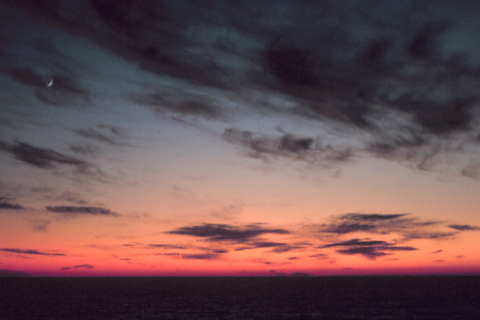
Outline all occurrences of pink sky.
[0,0,480,276]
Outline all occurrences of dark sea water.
[0,276,480,320]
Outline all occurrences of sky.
[0,0,480,276]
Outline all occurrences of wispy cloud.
[0,248,65,257]
[448,224,480,231]
[223,128,354,166]
[320,213,455,240]
[168,224,289,243]
[45,206,119,217]
[72,128,126,148]
[61,264,94,270]
[0,141,90,173]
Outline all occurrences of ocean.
[0,276,480,320]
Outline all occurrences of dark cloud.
[320,213,446,240]
[0,141,90,173]
[320,239,418,259]
[146,243,187,249]
[0,248,65,257]
[336,241,418,260]
[61,264,94,270]
[235,241,287,251]
[45,206,118,217]
[0,196,25,210]
[168,224,289,243]
[2,0,480,177]
[448,224,480,231]
[182,253,218,260]
[130,92,222,119]
[320,239,389,248]
[322,223,376,234]
[68,143,95,155]
[0,67,46,87]
[223,128,353,164]
[0,269,31,278]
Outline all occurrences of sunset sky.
[0,0,480,276]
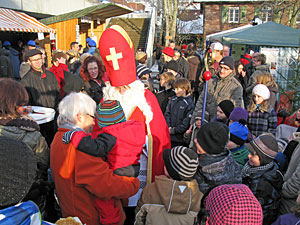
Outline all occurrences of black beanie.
[218,100,234,119]
[166,60,179,72]
[197,122,229,155]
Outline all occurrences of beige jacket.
[135,175,203,225]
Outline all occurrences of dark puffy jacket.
[194,150,242,194]
[243,163,283,224]
[165,96,194,142]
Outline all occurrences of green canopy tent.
[223,22,300,48]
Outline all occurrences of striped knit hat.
[163,146,198,180]
[96,100,126,127]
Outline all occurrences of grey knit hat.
[163,146,198,180]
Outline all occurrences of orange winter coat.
[50,128,140,225]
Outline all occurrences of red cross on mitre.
[106,47,123,70]
[99,25,137,87]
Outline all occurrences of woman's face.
[238,65,244,74]
[87,62,98,79]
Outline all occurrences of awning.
[0,8,56,33]
[40,3,133,25]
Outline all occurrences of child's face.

++++++++++++++++++++

**TASK OBJECTIVE**
Please identify each line in the records above that contains the word "dark", and copy those lines.

**FULL ANSWER**
Outline all occurrences of dark sea water.
Outline all occurrences of dark cloud.
Outline all occurrences of dark puffy jacket.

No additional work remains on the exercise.